--- start of Data ---
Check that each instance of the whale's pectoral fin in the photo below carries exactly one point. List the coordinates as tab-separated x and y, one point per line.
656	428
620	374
--- end of Data ---
--- start of Data ---
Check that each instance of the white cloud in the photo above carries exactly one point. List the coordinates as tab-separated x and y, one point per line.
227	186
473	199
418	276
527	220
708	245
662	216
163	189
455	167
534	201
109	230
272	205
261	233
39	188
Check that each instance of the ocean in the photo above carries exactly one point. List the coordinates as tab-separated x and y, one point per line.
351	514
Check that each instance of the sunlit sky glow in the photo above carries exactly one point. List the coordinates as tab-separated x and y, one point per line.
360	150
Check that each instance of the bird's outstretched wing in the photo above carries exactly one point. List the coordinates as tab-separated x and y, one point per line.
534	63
--- end of Data ---
--- start of Data ---
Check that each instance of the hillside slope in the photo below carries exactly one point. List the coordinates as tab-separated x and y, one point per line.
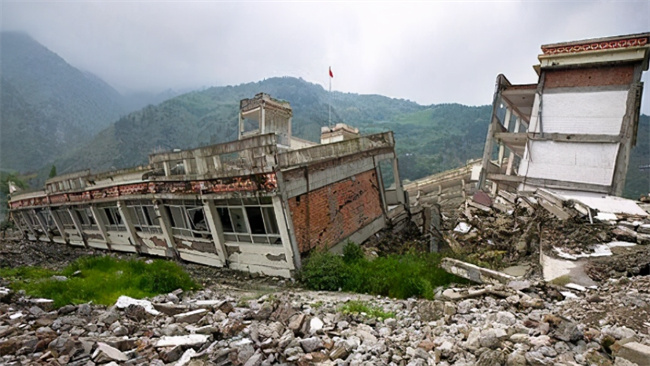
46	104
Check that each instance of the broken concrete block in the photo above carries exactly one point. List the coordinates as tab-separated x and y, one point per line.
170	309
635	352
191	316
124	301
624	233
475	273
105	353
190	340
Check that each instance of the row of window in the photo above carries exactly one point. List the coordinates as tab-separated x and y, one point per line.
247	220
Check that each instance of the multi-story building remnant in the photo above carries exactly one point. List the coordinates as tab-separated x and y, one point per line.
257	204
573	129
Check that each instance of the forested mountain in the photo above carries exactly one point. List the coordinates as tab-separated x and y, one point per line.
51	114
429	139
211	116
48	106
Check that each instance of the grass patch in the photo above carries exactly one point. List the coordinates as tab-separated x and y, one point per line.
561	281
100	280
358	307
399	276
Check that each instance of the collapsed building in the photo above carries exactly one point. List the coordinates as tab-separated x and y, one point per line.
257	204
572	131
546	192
--- end of Data ---
Extract every line in the records above that contains the word "building".

Check that each instance of the multi-story building remnant in the photo above carries exactly one point. List the coordinates as tab-separated x and y, one point per line.
Check that each instance of the collapsed building in the photo above carries exactly one point. List the coordinates as tab-separated x and y, one point per line.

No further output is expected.